Studio album by Vildhjarta
- Released: 30 May 2025
- Genre: Progressive metal; djent; art metal;
- Length: 56:52
- Label: Century Media
- Producer: Calle Thomér; Buster Odeholm;

Vildhjarta chronology
| Måsstaden under vatten (2021) | + Där skogen sjunger under evighetens granar + (2025) |  |

= Där skogen sjunger under evighetens granar =

2025 studio album by Vildhjarta

Där skogen sjunger under evighetens granar ("Where the forest sings under the eternal spruce trees"; stylized with plus signs) is the third studio album by Swedish progressive metal band Vildhjarta. It was released on 30 May 2025 through Century Media Records. The album features songwriting contributions from founding member and guitarist Daniel Bergström, who departed the band in early March 2025.

Excerpt from a dataset

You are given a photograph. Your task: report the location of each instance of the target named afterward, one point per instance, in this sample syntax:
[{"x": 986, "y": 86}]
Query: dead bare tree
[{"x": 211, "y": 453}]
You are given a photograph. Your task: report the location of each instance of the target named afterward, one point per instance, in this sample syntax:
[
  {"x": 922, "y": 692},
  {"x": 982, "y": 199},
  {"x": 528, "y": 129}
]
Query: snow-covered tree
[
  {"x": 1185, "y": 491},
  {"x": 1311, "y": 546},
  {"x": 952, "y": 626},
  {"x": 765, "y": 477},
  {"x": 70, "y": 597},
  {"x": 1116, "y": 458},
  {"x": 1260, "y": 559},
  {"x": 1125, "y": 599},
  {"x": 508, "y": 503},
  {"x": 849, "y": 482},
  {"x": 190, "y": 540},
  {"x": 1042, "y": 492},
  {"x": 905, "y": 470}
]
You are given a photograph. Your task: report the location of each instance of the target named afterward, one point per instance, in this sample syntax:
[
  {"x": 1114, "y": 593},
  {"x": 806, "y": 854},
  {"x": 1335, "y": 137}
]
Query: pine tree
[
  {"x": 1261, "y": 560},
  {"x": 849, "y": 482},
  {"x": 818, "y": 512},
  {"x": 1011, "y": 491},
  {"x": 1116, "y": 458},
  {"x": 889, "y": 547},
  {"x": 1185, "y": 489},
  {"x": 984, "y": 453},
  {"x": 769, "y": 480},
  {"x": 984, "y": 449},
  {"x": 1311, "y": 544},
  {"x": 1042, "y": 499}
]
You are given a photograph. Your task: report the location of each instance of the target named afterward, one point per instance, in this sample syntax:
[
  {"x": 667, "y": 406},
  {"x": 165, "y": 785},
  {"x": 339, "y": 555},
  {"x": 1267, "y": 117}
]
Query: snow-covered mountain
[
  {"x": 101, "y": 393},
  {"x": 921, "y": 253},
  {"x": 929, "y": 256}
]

- [STATED EXERCISE 1]:
In the Vildhjarta album article, which founding member and guitarist contributed songwriting to the album before leaving the band?
- [STATED EXERCISE 2]:
Write the next part of the Vildhjarta album article, picking up after its final sentence.

- [RESULT 1]:
Daniel Bergström

- [RESULT 2]:
Professional ratings
Review scores
| Source | Rating |
| Blabbermouth.net | 9/10 |

==Background and promotion==
On 14 August 2023, Vildhjarta released the album's first single entitled "Den spanska känslan". On 16 October 2023, "Ylva", the second single from the album, was released. "Kristallfågel", the third single from the album, was released on Christmas on 25 December 2023. "Sargasso", the fourth single from the album, was released on 6 March 2025, in which Vildhjarta announced the title of their new album, entitled "Där skogen sjunger under evighetens granar".

In March 2025, it was confirmed that guitarist and founding member Daniel Bergström was no longer part of the band. Prior to his departure, however, Bergström had contributed to the songwriting of multiple songs that appear on the new album. With Bergström's departure, there are no original members left in the band.

==Track listing==
All song titles are stylized with + positioned at the start and end of each title.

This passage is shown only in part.